| Problem requirements |
Please rewrite the data below as a JSON list of strings with one string per line, starting at the line that contains "In which part of the above frame can the green" and running through the end of the data. Leave out blank lines and any lines before that starting line.

Records from a dataset
------------------------------------------------------------------------
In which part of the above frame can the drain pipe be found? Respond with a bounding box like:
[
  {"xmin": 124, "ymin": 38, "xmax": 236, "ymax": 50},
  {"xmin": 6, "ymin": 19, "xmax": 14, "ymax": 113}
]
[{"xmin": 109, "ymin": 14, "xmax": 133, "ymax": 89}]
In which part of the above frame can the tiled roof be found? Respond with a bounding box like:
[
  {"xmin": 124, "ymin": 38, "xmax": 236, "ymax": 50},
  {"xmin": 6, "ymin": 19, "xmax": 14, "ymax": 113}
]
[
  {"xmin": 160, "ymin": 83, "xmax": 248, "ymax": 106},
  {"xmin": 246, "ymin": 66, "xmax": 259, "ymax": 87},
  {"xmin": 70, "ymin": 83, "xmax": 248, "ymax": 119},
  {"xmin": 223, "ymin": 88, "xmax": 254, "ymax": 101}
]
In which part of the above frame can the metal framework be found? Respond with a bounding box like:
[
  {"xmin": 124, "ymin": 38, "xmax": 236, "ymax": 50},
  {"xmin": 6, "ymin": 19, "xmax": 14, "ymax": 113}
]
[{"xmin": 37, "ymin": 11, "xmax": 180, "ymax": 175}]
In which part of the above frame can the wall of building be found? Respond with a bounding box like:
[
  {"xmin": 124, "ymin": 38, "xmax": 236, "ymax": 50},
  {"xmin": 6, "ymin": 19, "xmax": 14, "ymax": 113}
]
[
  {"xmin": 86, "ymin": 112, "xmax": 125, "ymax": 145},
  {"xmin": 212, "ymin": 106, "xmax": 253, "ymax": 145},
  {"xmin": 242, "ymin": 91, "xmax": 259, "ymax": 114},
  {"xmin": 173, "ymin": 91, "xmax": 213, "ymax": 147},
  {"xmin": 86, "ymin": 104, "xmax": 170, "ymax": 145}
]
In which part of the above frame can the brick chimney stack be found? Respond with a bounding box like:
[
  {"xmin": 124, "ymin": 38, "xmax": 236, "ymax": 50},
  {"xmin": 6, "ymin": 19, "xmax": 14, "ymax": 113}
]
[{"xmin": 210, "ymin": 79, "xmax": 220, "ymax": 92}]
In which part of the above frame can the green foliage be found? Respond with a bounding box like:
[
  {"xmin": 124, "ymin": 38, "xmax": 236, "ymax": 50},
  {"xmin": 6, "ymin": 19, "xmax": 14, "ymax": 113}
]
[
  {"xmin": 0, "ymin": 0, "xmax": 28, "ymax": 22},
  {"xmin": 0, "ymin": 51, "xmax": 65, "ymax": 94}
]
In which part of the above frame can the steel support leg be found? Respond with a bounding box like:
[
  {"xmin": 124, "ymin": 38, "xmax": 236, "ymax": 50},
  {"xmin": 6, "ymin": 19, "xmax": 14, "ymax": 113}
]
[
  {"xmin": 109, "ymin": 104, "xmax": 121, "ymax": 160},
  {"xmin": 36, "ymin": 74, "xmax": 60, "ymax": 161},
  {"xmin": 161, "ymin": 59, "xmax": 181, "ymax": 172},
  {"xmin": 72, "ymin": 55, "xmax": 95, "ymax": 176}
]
------------------------------------------------------------------------
| Exercise result |
[
  "In which part of the above frame can the green foliage be found? Respond with a bounding box like:",
  "[",
  "  {\"xmin\": 124, \"ymin\": 38, \"xmax\": 236, \"ymax\": 50},",
  "  {\"xmin\": 6, \"ymin\": 19, \"xmax\": 14, \"ymax\": 113}",
  "]",
  "[",
  "  {\"xmin\": 0, \"ymin\": 0, \"xmax\": 28, \"ymax\": 22},",
  "  {\"xmin\": 0, \"ymin\": 51, \"xmax\": 65, \"ymax\": 94}",
  "]",
  "In which part of the above frame can the steel support leg be found? Respond with a bounding box like:",
  "[",
  "  {\"xmin\": 124, \"ymin\": 38, \"xmax\": 236, \"ymax\": 50},",
  "  {\"xmin\": 6, \"ymin\": 19, \"xmax\": 14, \"ymax\": 113}",
  "]",
  "[",
  "  {\"xmin\": 109, \"ymin\": 104, \"xmax\": 121, \"ymax\": 160},",
  "  {\"xmin\": 36, \"ymin\": 74, \"xmax\": 60, \"ymax\": 161},",
  "  {\"xmin\": 161, \"ymin\": 59, \"xmax\": 181, \"ymax\": 172},",
  "  {\"xmin\": 72, \"ymin\": 55, \"xmax\": 95, \"ymax\": 176}",
  "]"
]